Exact wording is needed for every line from the one holding "If you could put a point on the white" to the end of the records below; write those lines out and omit the pictures.

****

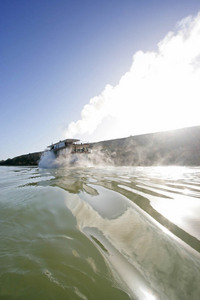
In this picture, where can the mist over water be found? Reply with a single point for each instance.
(100, 233)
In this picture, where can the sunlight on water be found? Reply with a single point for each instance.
(94, 233)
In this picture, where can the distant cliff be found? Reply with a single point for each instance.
(176, 147)
(30, 159)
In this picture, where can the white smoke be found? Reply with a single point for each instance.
(159, 92)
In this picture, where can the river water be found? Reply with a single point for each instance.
(100, 233)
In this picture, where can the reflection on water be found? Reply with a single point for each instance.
(89, 233)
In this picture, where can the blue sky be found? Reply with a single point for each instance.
(56, 55)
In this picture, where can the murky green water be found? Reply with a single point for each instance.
(100, 233)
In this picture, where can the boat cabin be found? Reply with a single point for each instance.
(73, 145)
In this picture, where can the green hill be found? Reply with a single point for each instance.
(175, 147)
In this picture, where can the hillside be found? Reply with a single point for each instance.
(177, 147)
(30, 159)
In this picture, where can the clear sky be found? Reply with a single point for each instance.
(56, 56)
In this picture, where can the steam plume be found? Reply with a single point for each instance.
(159, 92)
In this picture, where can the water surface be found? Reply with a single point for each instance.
(100, 233)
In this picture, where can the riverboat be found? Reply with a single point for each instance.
(72, 146)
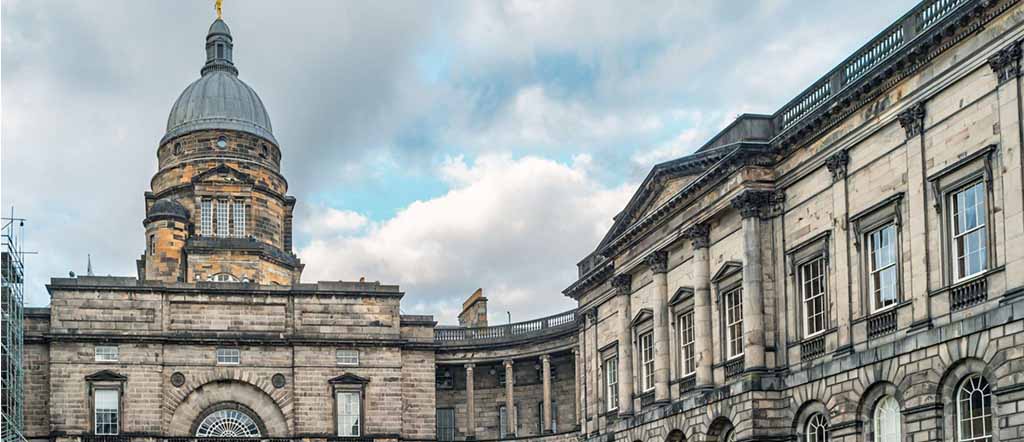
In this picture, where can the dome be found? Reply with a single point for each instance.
(165, 208)
(218, 99)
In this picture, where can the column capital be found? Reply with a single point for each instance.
(698, 234)
(623, 283)
(837, 165)
(912, 119)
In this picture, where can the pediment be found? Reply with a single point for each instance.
(222, 174)
(349, 379)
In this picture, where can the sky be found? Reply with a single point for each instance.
(442, 145)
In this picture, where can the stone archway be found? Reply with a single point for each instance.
(218, 395)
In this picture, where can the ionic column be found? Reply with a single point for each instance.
(658, 262)
(510, 414)
(546, 367)
(751, 204)
(623, 284)
(698, 235)
(470, 404)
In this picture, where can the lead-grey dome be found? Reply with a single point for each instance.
(218, 99)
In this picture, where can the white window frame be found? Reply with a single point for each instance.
(228, 356)
(687, 342)
(646, 341)
(105, 412)
(873, 237)
(345, 413)
(105, 353)
(346, 357)
(732, 302)
(808, 297)
(980, 229)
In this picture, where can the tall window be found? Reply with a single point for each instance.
(882, 265)
(349, 413)
(445, 424)
(611, 382)
(887, 421)
(812, 289)
(647, 359)
(239, 213)
(222, 218)
(206, 218)
(734, 323)
(816, 430)
(969, 230)
(974, 410)
(688, 363)
(105, 411)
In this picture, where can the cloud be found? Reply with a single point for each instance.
(514, 226)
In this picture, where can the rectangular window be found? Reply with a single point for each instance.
(228, 356)
(733, 323)
(688, 363)
(206, 218)
(347, 357)
(107, 353)
(349, 413)
(647, 360)
(882, 266)
(812, 290)
(611, 382)
(445, 424)
(239, 213)
(222, 218)
(107, 409)
(969, 235)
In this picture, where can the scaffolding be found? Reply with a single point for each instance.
(12, 270)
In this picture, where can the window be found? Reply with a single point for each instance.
(887, 421)
(107, 353)
(734, 323)
(816, 430)
(647, 360)
(107, 411)
(882, 266)
(206, 218)
(611, 382)
(974, 410)
(349, 413)
(688, 362)
(228, 356)
(503, 423)
(221, 217)
(812, 289)
(239, 212)
(347, 357)
(968, 212)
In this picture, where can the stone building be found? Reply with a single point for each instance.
(845, 269)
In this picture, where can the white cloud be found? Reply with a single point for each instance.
(512, 226)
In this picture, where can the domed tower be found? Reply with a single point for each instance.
(218, 209)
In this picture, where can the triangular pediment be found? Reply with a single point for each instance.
(222, 174)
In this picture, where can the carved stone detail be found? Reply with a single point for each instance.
(912, 120)
(1007, 62)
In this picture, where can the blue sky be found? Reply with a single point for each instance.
(439, 145)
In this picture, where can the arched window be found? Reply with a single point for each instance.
(974, 410)
(816, 429)
(887, 421)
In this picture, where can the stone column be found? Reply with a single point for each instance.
(658, 263)
(623, 284)
(702, 344)
(751, 204)
(470, 404)
(510, 414)
(546, 368)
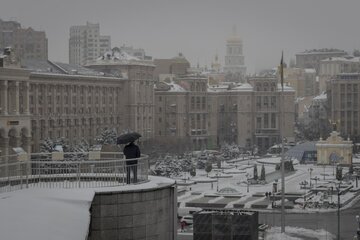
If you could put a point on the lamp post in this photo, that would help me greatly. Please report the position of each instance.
(247, 182)
(358, 228)
(338, 212)
(310, 170)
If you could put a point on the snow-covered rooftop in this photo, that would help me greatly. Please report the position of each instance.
(57, 214)
(176, 87)
(225, 87)
(310, 70)
(322, 96)
(42, 66)
(342, 59)
(118, 56)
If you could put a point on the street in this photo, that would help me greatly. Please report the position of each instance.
(326, 221)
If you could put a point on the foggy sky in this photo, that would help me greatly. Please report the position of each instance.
(198, 28)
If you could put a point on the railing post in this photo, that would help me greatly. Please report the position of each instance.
(20, 171)
(78, 174)
(27, 175)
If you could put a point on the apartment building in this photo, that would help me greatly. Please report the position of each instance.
(45, 99)
(303, 81)
(86, 44)
(234, 67)
(246, 114)
(26, 42)
(312, 58)
(332, 66)
(343, 100)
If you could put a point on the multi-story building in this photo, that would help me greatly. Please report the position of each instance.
(329, 67)
(139, 98)
(177, 65)
(234, 67)
(303, 81)
(226, 224)
(136, 52)
(54, 100)
(26, 42)
(273, 112)
(312, 58)
(86, 44)
(182, 112)
(247, 114)
(343, 101)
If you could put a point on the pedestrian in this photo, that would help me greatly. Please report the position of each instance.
(182, 226)
(131, 151)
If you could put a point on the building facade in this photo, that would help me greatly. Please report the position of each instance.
(246, 114)
(312, 58)
(334, 150)
(26, 42)
(135, 52)
(343, 101)
(234, 67)
(178, 65)
(226, 224)
(330, 67)
(303, 81)
(56, 100)
(139, 97)
(86, 44)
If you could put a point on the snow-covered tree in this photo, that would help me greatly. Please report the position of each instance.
(339, 173)
(255, 172)
(193, 171)
(262, 175)
(208, 167)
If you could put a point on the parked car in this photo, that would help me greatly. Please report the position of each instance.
(187, 219)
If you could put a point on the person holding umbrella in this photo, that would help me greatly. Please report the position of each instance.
(131, 151)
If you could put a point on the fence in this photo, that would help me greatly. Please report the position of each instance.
(73, 170)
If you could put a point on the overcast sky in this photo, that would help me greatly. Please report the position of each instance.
(198, 28)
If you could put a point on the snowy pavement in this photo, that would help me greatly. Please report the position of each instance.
(322, 178)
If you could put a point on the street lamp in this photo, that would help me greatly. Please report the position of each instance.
(358, 229)
(310, 170)
(316, 179)
(338, 212)
(247, 182)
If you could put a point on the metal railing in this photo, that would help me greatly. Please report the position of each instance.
(75, 170)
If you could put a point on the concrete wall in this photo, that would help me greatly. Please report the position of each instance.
(136, 214)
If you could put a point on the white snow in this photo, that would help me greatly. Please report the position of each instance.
(176, 88)
(295, 233)
(56, 214)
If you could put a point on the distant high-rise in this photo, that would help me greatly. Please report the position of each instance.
(234, 60)
(86, 44)
(26, 42)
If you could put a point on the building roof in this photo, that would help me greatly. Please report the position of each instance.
(342, 59)
(42, 66)
(298, 150)
(120, 57)
(322, 51)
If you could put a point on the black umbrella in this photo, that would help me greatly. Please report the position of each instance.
(128, 137)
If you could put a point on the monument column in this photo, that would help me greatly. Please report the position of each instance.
(4, 97)
(26, 98)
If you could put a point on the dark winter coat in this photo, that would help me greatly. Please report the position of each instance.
(131, 151)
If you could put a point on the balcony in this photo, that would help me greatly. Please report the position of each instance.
(68, 170)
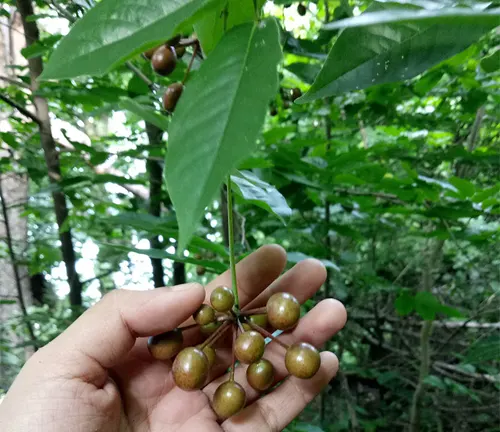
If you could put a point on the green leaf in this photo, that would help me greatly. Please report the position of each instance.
(224, 105)
(210, 28)
(260, 193)
(114, 31)
(295, 257)
(394, 44)
(405, 303)
(145, 112)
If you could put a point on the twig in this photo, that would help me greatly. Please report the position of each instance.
(20, 108)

****

**SOLVED EXERCISE**
If you could put a point on the white snow in this photo, that would help me greatly. Please report the position of each instance.
(176, 88)
(295, 233)
(56, 214)
If you could put a point on the distant high-rise in this photo, that would help me greatly. Please report the position of each instance.
(234, 60)
(86, 44)
(26, 42)
If you could put a point on the building roof in this photo, that would help me greatly. Please report the position of each instance.
(342, 59)
(42, 66)
(298, 150)
(120, 57)
(322, 51)
If you could put a point on the black umbrella in this photo, that would help me greatly. Please report the position of each instance.
(128, 137)
If you could put a point on the monument column in this photo, that would help me greatly. Please report the position of each instance.
(4, 97)
(26, 98)
If you could put a point on the dark winter coat in this photo, that would help me greatly. Please report the position of each instance.
(131, 151)
If you could put a point on the balcony in this photo, that would help me greatly. Please report the position of each instance.
(68, 170)
If you could put a point on the green leaf in this photo, that would help me greatly. Please report the position of each instance.
(224, 105)
(210, 28)
(260, 193)
(114, 31)
(295, 257)
(394, 44)
(405, 303)
(145, 112)
If you could put a point on the twig in this photo, that would help me greatly. Please report the position of each instance.
(20, 108)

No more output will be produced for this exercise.